Records taken from a collection -

━━━━

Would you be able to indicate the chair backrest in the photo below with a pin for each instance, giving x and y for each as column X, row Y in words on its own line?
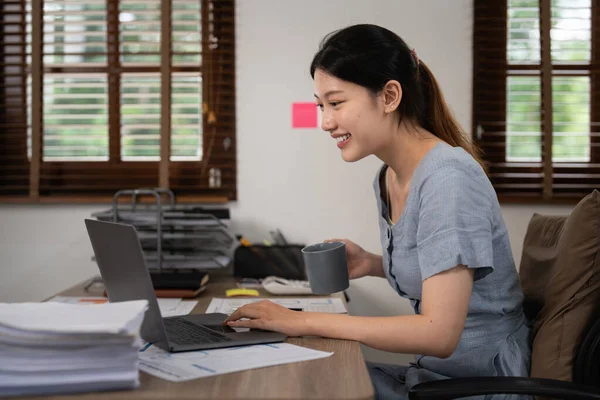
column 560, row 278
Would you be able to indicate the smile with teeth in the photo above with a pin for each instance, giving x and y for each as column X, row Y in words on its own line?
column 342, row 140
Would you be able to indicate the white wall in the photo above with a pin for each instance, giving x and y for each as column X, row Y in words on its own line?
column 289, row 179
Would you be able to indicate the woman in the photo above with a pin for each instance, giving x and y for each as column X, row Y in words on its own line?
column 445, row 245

━━━━

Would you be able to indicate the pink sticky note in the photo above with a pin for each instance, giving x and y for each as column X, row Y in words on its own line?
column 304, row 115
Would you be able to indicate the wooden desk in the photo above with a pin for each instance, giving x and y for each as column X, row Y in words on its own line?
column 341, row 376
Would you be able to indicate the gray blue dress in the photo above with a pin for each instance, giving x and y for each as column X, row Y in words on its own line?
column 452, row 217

━━━━

Convert only the lines running from the one containing "Would you be able to indicate the woman" through the one containing "column 445, row 245", both included, into a Markdown table with the columns Row and Line. Leave out any blank lines.

Exercise solution -
| Row | Line |
|---|---|
| 1 | Would you be able to indicate the woman in the photo above with a pin for each instance, giving x and y for each as column X, row Y in words on its own line? |
| 2 | column 445, row 245 |